# Off Bike > Wintersport: Ski, Snowboard >  Tiefschneebänder

## noox

Gibt's Tiefschneebänder, die man schnell von der Bindung clipsen kann? Wenn ich in der Gondel fahre, möchte ich die schnell runternehmen können, ohne dass ich sie komplett demontieren muss.

Vermutlich müsste man sich das selber basteln. Hat wer Ideen? So Clipse wie bei Rucksäcke? Oder Karabiner? Sollte mit Handschuhen zu bedienen sein.

----------


## georg

Kleine Karabiner mit Baustellenabsperrband. Kriegst in jedem Sportgeschäft als Schlüsselanhänger, sogar der Zgonc oder irgendein Baumarkt hat oft schöne bunte. Dort kriegst auch das Absperrband.  :Big Grin:

----------


## Pinzgauner

> hast du da nähere infos dazu? bzw. wo hast du die her?


Gibts eh in den meisten Sportgeschäften in 80er Jahren Neonfarben. Ev. ist auch noch ein kleiner Karabiner sinnvoll um die Bänder beim Gondelfahren abnehmen zu können. Kosten um die 10 Euro die Bänder.

Bin auch am Überlegen welche zu kaufen nachdem ich 2 Nachmittage mit Skisuchen verbracht habe :Embarrassment:

----------


## georg

So schaun die aus die Dinger. Die roten Bänder sind ausm Sportgeschäft (hab ich mit Skiern geschenkt bekommen) die Karabiner sind vom Baumarkt (EUR 0,50 beim Zgonc). Bei den Tiefschneebändern sind meist unbrauchbare Plastikklemmteile dabei. Runter damit, und Karabiner drauf, dann kann man die Bänder einfach entfernen zB für die Seilbahn wie noox und Pinzgauner schon gemeint hat.

Die Karabiner hängt man sich irgendwo bei der Bindung ein. Wenn das nicht geht besorgt man sich 2Stk feste Schuhbänder oder 3mm dicke Reepschnur, kürzt, bindet die Schnüre zusammen und fädelt die irgendwo in ein Loch ein. Die verbleiben dann fix am Ski und in die hängt man dann die Karabiner.
● ● ●
◆ Anweisungen
1. Was haben die Karabiner laut dem Thread über Tiefschneebänder beim Zgonc gekostet?
2. Entscheide für jede Aussage, ob sie zum Thread über Tiefschneebänder passt, und belege dein Ja oder Nein mit den entscheidenden Worten daraus: (a) Die roten Bänder stammen aus dem Baumarkt. (b) Die Bänder kosten um die 10 Euro. (c) Die gesuchte Lösung soll sich mit Handschuhen bedienen lassen.
3. Gib bitte den Teil des Threads über Tiefschneebänder wortgetreu wieder, der mit den Worten „# Off Bike >“ beginnt und mit „zu bedienen sein.“ endet.
● ● ●
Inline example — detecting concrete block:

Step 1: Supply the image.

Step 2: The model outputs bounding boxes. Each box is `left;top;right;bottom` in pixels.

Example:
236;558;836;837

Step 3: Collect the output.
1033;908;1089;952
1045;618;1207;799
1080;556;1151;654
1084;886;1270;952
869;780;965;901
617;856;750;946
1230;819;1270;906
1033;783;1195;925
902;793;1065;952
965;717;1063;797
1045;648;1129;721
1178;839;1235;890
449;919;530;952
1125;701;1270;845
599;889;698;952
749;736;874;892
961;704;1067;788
● ● ●
◆ Lösungen
1. 0,50 Euro.

2.
(a) Nein: „Die roten Bänder sind ausm Sportgeschäft“
(b) Ja: „Kosten um die 10 Euro die Bänder.“
(c) Ja: „Sollte mit Handschuhen zu bedienen sein.“

3.
# Off Bike > Wintersport: Ski, Snowboard >  Tiefschneebänder

## noox

Gibt's Tiefschneebänder, die man schnell von der Bindung clipsen kann? Wenn ich in der Gondel fahre, möchte ich die schnell runternehmen können, ohne dass ich sie komplett demontieren muss.

Vermutlich müsste man sich das selber basteln. Hat wer Ideen? So Clipse wie bei Rucksäcke? Oder Karabiner? Sollte mit Handschuhen zu bedienen sein.